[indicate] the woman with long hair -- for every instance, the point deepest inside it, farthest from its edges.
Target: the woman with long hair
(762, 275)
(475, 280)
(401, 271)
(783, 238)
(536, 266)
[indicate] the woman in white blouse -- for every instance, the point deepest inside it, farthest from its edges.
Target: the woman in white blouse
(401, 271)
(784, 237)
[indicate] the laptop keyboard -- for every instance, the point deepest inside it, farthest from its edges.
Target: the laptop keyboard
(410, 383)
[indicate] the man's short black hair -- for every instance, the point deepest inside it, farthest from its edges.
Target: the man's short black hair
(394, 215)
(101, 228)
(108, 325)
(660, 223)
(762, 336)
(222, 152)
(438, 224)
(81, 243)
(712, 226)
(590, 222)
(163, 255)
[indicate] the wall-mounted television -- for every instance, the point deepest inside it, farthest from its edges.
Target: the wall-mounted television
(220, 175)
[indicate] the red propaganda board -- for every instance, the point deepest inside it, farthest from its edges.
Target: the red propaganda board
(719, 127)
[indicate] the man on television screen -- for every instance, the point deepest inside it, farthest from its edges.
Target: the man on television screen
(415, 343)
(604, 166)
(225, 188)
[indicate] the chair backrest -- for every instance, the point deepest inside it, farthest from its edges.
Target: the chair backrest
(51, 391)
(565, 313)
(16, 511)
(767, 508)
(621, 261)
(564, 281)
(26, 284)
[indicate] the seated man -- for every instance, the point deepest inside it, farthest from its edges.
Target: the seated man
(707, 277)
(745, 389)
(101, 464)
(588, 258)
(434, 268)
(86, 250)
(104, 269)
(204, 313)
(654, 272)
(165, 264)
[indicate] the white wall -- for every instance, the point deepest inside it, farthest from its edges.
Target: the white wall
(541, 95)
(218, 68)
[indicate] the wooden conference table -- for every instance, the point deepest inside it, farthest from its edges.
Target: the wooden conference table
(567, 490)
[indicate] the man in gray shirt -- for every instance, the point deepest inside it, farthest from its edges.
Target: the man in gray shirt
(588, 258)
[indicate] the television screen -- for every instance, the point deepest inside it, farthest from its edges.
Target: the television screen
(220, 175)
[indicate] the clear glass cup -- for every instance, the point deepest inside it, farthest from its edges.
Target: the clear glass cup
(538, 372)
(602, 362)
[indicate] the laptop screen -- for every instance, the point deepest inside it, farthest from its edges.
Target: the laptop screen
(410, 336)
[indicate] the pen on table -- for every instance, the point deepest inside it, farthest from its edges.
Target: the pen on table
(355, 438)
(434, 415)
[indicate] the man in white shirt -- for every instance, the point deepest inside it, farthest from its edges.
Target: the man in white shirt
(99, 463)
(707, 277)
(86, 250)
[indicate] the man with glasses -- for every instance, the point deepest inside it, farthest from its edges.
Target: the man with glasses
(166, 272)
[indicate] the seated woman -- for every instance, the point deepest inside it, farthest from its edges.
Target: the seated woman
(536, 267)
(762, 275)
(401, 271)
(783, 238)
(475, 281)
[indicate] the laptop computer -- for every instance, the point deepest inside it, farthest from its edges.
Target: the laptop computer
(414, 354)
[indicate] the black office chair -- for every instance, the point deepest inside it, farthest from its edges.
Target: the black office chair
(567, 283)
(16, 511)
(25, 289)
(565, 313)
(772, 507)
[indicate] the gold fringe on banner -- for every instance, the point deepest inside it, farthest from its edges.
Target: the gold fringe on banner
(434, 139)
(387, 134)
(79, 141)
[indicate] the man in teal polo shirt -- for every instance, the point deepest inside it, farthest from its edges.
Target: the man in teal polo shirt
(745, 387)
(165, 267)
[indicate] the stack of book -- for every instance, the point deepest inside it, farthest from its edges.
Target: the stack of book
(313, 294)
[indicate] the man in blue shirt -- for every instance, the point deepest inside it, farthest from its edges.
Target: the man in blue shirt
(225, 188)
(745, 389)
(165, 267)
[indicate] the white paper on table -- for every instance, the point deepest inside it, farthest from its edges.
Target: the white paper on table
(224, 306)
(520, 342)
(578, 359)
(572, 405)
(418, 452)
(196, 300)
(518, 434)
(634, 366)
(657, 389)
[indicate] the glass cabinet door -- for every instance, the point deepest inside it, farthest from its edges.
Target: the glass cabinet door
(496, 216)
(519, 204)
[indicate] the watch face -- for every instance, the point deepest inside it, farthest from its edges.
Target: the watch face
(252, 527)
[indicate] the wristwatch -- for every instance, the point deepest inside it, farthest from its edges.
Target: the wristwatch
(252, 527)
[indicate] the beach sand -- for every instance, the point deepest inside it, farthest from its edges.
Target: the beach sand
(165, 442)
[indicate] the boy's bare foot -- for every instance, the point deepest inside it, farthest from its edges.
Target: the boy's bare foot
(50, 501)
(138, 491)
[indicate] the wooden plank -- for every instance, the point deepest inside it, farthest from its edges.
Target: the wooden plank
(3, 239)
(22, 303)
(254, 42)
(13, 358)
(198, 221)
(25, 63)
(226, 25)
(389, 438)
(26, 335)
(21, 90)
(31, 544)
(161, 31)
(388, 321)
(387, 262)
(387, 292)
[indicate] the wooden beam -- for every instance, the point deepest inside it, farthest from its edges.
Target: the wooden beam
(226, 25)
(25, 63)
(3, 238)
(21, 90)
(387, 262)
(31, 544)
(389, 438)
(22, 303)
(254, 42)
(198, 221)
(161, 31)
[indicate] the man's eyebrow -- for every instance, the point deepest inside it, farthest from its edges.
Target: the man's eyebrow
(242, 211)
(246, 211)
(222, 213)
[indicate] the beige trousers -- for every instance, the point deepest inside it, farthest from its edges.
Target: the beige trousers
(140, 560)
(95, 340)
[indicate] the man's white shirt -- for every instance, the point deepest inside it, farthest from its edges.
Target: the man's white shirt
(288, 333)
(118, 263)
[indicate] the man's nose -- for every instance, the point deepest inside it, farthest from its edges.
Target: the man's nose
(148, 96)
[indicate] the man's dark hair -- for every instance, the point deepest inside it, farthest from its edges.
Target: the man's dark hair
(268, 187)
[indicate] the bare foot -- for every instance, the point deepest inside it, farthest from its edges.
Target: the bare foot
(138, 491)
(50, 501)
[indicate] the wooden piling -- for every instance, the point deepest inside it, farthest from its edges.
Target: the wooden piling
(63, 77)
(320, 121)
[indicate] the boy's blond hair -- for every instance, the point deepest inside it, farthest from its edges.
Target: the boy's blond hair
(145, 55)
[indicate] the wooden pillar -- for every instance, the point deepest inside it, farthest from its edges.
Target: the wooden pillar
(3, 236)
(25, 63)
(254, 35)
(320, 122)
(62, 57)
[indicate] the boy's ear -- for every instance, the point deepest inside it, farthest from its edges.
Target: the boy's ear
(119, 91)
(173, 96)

■ **ASSIGNMENT**
All of the entries are to be transcribed exactly.

■ **RESPONSE BELOW**
[indicate] the woman with long hair -- for every instance, the point deepest inside it, farthest from its edges.
Target: the woman with long hair
(762, 275)
(475, 280)
(401, 271)
(783, 238)
(536, 266)
[indicate] the woman in white blouse -- for every instance, the point deepest inside it, farthest from its edges.
Target: the woman in white blouse
(401, 271)
(784, 237)
[indicate] the laptop keyboard -- for every instance, the point deepest inside it, farthest from its edges.
Target: the laptop keyboard
(410, 383)
[indicate] the man's short black hair -- for every instance, the point deepest inside it, farthest from its edges.
Target: the man's short black hair
(394, 215)
(101, 228)
(108, 325)
(660, 223)
(762, 336)
(222, 152)
(438, 224)
(81, 243)
(712, 226)
(590, 222)
(163, 255)
[indicate] the wall-mounted television -- for every instance, the point deepest inside it, farthest from its edges.
Target: the wall-mounted television
(220, 175)
[indicate] the red propaganda board -- for every instance, the point deepest inside it, farthest from its edges.
Target: the red propaganda board
(719, 127)
[indicate] the man on television screen -- for every instance, the point deepest inside it, farthest from its edges.
Target: the man on television screen
(415, 343)
(604, 166)
(225, 188)
[indicate] the chair backrest -- for every instance, the point deepest inside it, farthest from its edges.
Target: the chair backrest
(51, 391)
(565, 313)
(16, 511)
(767, 508)
(621, 261)
(564, 281)
(26, 284)
[indicate] the seated man -- for every instance, the point deepest inside it, farthest from its edges.
Target: the seated man
(707, 277)
(745, 389)
(101, 464)
(588, 258)
(434, 268)
(86, 250)
(104, 269)
(204, 313)
(654, 272)
(165, 264)
[indicate] the white wall -- for every instance, the point deepest inside it, farthest from its edges.
Target: the white wall
(541, 95)
(218, 68)
[indicate] the wooden conference table -- for every instance, the point deepest inside it, farthest from its edges.
Target: the wooden conference table
(567, 490)
[indicate] the man in gray shirt -- for every instance, the point deepest inside it, farthest from its edges.
Target: the man in gray shirt
(588, 258)
[indicate] the television screen -- for every instance, the point deepest inside it, farthest from its edges.
Target: the television screen
(220, 175)
[indicate] the clear glass cup -- for every instance, the point deepest inside it, farthest from its edges.
Target: the clear glass cup
(538, 372)
(602, 362)
[indicate] the laptop screen -- for every instance, the point deepest inside it, farthest from its edges.
Target: the laptop screen
(410, 336)
[indicate] the pen on table -- for every instance, the point deepest inside it, farthest from its edges.
Target: the pen on table
(355, 438)
(434, 415)
[indicate] the man in white shirt -- for every instance, the point deepest inside it, farthest from its edges.
Target: the man in white shirt
(99, 463)
(707, 277)
(86, 250)
[indicate] the man with glasses -- for every instance, the point deepest inside it, farthest from its edges.
Target: the man with glasses
(166, 272)
[indicate] the seated woman -- for every instance, the point deepest inside it, farthest from its edges.
Target: the seated woman
(536, 267)
(762, 275)
(401, 271)
(783, 238)
(475, 281)
[indicate] the laptop computer -- for every instance, the point deepest inside it, farthest from its edges.
Target: the laptop computer
(414, 354)
[indicate] the black office chair -- for every instance, the point deepest inside it, farthest from its edges.
Target: the black office chair
(567, 283)
(16, 511)
(25, 289)
(565, 313)
(772, 507)
[indicate] the gold fringe on banner -- for every instance, the point deepest inside it, farthest from its edges.
Target: the gold fringe on banner
(434, 139)
(387, 134)
(79, 141)
[indicate] the man in teal polo shirt -- for every instance, the point deepest inside it, farthest from its edges.
Target: the man in teal polo shirt
(745, 387)
(165, 267)
[indicate] the stack of book -- for every instance, the point deepest inside it, farthest from its edges.
Target: the stack of book
(313, 294)
[indicate] the man in blue shirt -- for every instance, the point deepest inside it, farthest from its edges.
Target: the man in blue shirt
(225, 188)
(745, 389)
(165, 267)
[indicate] the white paper on table -- for every instance, the point deepest inside it, farthest from its edges.
Target: the white paper on table
(224, 306)
(520, 342)
(578, 359)
(572, 405)
(418, 452)
(196, 300)
(518, 434)
(634, 366)
(657, 389)
[indicate] the glass cabinet door -- for every instance, the point deepest inside it, farthest from its edges.
Target: the glass cabinet door
(496, 216)
(519, 204)
[indicate] the watch face -- for every instance, the point deepest inside it, farthest from its edges.
Target: the watch face
(252, 527)
[indicate] the wristwatch -- for every instance, the point deepest inside it, farthest from its edges.
Target: the wristwatch
(252, 527)
[indicate] the beach sand -- for every instance, the point deepest inside it, farthest from its edges.
Target: the beach sand
(165, 442)
[indicate] the boy's bare foot -- for every instance, the point deepest inside it, farthest from its edges.
Target: the boy's bare foot
(50, 501)
(138, 491)
[indicate] the wooden plank -- for every instance, the point deepest inside it, farthest from its edges.
Target: the wooden plank
(3, 239)
(22, 303)
(254, 42)
(13, 358)
(198, 221)
(25, 63)
(226, 25)
(389, 438)
(26, 335)
(21, 90)
(31, 544)
(161, 31)
(388, 321)
(387, 262)
(387, 292)
[indicate] the wooden beam -- for every instance, the point deepest inside it, farthest from its edges.
Target: the wooden beam
(226, 25)
(25, 63)
(3, 238)
(21, 90)
(387, 262)
(31, 544)
(389, 438)
(22, 303)
(254, 42)
(198, 221)
(161, 31)
[indicate] the man's eyebrow -- for every instance, the point deepest inside it, farthest from its edges.
Target: the man's eyebrow
(242, 211)
(246, 211)
(222, 213)
[indicate] the beige trousers -- for every instance, the point deepest inside it, farthest from its edges.
Target: the beige trousers
(140, 560)
(95, 340)
[indicate] the man's white shirt -- for every instance, the point deepest inside it, farthest from its edges.
Target: the man's white shirt
(288, 333)
(118, 263)
[indicate] the man's nose -- for every instance, the point deepest inside it, farthest from its edges.
Target: the man's nose
(148, 96)
[indicate] the man's dark hair -- for every instance, the point deepest inside it, farthest from its edges.
Target: the man's dark hair
(268, 187)
[indicate] the bare foot -- for every instance, the point deepest inside it, farthest from its edges.
Target: the bare foot
(138, 491)
(50, 501)
[indicate] the wooden piling -- for every instance, the point deepest inside it, farthest from its edges.
Target: the wooden piling
(63, 77)
(320, 121)
[indicate] the boy's blond hair -- for every instance, the point deepest inside it, farthest from its edges.
Target: the boy's blond hair
(145, 55)
[indicate] the wooden pillar -- for every instance, the point deepest inside it, farthest from its edges.
Target: the wooden pillar
(3, 236)
(25, 63)
(254, 35)
(320, 122)
(62, 57)
[indicate] the boy's ear -- for every instance, the point deepest inside it, farthest from its edges.
Target: the boy's ear
(119, 91)
(173, 96)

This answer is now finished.